> _Prompt_
Write the data out again in full, with no departure from the original.

[Lines of data]

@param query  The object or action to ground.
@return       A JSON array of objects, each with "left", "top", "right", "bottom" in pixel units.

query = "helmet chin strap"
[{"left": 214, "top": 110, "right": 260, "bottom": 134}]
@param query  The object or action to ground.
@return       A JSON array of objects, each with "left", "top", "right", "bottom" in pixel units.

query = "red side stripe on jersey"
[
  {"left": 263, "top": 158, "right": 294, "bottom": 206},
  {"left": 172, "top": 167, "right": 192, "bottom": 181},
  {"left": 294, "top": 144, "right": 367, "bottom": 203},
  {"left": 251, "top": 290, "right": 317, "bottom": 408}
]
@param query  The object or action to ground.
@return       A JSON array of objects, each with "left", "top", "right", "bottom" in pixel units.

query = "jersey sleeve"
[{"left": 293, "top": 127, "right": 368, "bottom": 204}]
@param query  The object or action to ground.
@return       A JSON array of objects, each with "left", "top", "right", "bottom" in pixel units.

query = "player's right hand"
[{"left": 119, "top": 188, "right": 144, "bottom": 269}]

> _Completed exercise_
@param query  The object or action to ground.
@return       A JSON array of objects, each with "left", "top", "right", "bottom" in pixel units.

query = "helmet chin strap"
[{"left": 214, "top": 110, "right": 260, "bottom": 134}]
@param query  The object or action to ground.
@return       A JSON array of objects, each with "left", "top", "right", "bottom" in pixel units.

query = "red side stripe on jersey"
[
  {"left": 263, "top": 158, "right": 294, "bottom": 206},
  {"left": 172, "top": 167, "right": 192, "bottom": 181},
  {"left": 294, "top": 144, "right": 367, "bottom": 203},
  {"left": 251, "top": 290, "right": 317, "bottom": 408}
]
@param query  The object or action to ground.
@return       A JSON array of objects, each with "left", "top", "right", "bottom" in pixel units.

query = "jersey sleeve"
[{"left": 293, "top": 127, "right": 368, "bottom": 204}]
@param query  The object or action to ground.
@return       A JSON array of objects, each with "left", "top", "right", "bottom" in pixel units.

query = "player's right hand"
[{"left": 119, "top": 188, "right": 144, "bottom": 269}]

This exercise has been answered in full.